» **Brief A**
Please print the passage of the article on Australian arable land from "In his defence, part" up to and including "of climate change.", word for word.

» **Selected text**
## begin
So there you have it. In Archer’s moral universe, feeding the hungry is contributing to overpopulation while farmers poisoning mice makes some grain consumers the “worst” contributors to suffering and unsustainability.

Archer’s vision doesn’t just “sound insensitive”, it is. (NB: Archer clarifies that he believes other countries “may have to buy (food) from somewhere else where food production doesn’t cause so much destruction of that land’s capacity”).

In his defence, part of the reason for his conclusion is his false premise.

The charge that Australian agricultural output cannot be sustained is fashionable - but that’s not the same as being true. In his article, Archer repeats the oft-heard mantra that “most of Australia’s arable land is already in use”.

Did he check? A 2009 report from the Potsdam Institute for Climate Impact Research lists various estimates of arable land in Australia. We currently crop about 23 million hectares. How much do they reckon we have?

Over 50 million hectares of good arable land, and 100-130 million hectares of reasonable stuff. This is from two independent research teams, one of whom checked productivity against multiple climate models to 2100 to see the likely impacts of climate change.

I’d suggest that sustainable until 2100 makes any suggestion of pulling up the drawbridge and looking after number one totally unconscionable. Keep in mind that regardless of research estimates, we know we have about 22 million hectares of pretty good arable land that is being used for managed pastures.

It’s easy to list Australia’s agricultural problems; there are always many issues that affect somebody somewhere. But it’s quite different to systematically quantify the problems, their production impacts, mitigation potential and make a prediction that the wheels are about to fall off.
## end
» **Exercise input**
## begin
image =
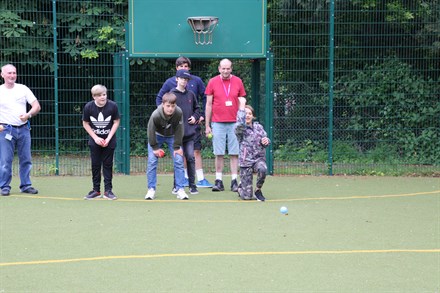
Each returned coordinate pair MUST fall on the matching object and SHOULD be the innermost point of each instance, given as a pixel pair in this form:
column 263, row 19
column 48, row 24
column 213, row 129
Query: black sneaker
column 193, row 190
column 218, row 185
column 110, row 195
column 30, row 190
column 93, row 194
column 234, row 185
column 259, row 195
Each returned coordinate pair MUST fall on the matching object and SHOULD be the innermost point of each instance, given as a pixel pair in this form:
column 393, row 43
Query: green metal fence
column 356, row 84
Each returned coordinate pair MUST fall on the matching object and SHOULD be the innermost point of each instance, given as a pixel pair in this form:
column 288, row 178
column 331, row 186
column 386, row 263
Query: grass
column 342, row 234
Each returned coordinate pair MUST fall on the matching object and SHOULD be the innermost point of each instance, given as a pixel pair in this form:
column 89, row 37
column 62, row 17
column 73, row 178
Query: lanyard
column 224, row 87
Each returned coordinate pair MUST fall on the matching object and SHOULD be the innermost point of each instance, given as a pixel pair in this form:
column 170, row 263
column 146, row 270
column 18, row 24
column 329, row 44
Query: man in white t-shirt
column 15, row 131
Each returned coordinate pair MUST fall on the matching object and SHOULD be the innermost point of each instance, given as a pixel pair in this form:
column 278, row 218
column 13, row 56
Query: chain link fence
column 356, row 84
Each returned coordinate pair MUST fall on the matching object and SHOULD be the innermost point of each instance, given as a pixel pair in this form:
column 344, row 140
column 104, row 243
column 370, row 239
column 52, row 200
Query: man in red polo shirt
column 222, row 93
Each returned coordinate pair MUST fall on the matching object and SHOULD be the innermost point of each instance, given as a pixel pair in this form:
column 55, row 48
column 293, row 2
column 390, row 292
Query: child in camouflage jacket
column 252, row 157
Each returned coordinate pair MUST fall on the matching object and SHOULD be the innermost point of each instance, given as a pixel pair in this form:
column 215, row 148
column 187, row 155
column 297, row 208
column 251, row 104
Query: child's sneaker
column 181, row 194
column 93, row 194
column 150, row 194
column 110, row 195
column 193, row 190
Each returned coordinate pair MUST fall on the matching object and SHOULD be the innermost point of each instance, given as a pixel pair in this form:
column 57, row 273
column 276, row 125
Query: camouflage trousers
column 245, row 188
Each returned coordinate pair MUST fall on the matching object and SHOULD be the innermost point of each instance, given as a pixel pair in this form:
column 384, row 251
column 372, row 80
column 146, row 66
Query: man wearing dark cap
column 187, row 101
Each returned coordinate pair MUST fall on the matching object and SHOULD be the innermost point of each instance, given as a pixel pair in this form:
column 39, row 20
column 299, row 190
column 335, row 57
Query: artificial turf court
column 342, row 234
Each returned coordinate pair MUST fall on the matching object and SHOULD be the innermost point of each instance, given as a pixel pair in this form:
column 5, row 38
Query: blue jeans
column 179, row 172
column 20, row 139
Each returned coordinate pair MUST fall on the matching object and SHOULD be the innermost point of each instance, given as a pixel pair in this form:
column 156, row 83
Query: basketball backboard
column 160, row 28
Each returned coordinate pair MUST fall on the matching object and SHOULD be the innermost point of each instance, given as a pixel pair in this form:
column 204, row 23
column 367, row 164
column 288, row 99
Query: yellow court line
column 244, row 253
column 243, row 201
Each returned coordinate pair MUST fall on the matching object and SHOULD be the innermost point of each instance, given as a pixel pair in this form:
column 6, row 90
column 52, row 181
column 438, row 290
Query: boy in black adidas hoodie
column 187, row 101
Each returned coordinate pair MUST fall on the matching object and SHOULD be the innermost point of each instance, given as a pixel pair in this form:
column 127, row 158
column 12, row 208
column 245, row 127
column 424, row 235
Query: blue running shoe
column 204, row 184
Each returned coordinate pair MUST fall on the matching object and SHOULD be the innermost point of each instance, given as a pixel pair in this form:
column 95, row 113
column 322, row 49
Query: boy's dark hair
column 169, row 98
column 250, row 108
column 182, row 60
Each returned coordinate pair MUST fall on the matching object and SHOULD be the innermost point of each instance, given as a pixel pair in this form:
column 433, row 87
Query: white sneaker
column 150, row 194
column 181, row 194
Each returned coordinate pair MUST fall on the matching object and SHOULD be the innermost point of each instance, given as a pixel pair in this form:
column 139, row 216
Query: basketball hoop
column 202, row 27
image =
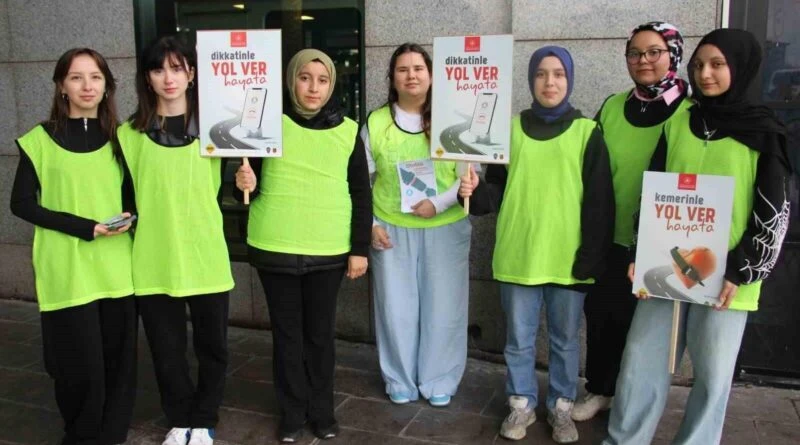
## end
» **Brief B**
Collect each line in the entries above that contains the word "court".

» **Response A**
In his defence, part of the reason for his conclusion is his false premise.

The charge that Australian agricultural output cannot be sustained is fashionable - but that’s not the same as being true. In his article, Archer repeats the oft-heard mantra that “most of Australia’s arable land is already in use”.

Did he check? A 2009 report from the Potsdam Institute for Climate Impact Research lists various estimates of arable land in Australia. We currently crop about 23 million hectares. How much do they reckon we have?

Over 50 million hectares of good arable land, and 100-130 million hectares of reasonable stuff. This is from two independent research teams, one of whom checked productivity against multiple climate models to 2100 to see the likely impacts of climate change.

» **Response B**
Query: artificial turf court
Query: yellow court line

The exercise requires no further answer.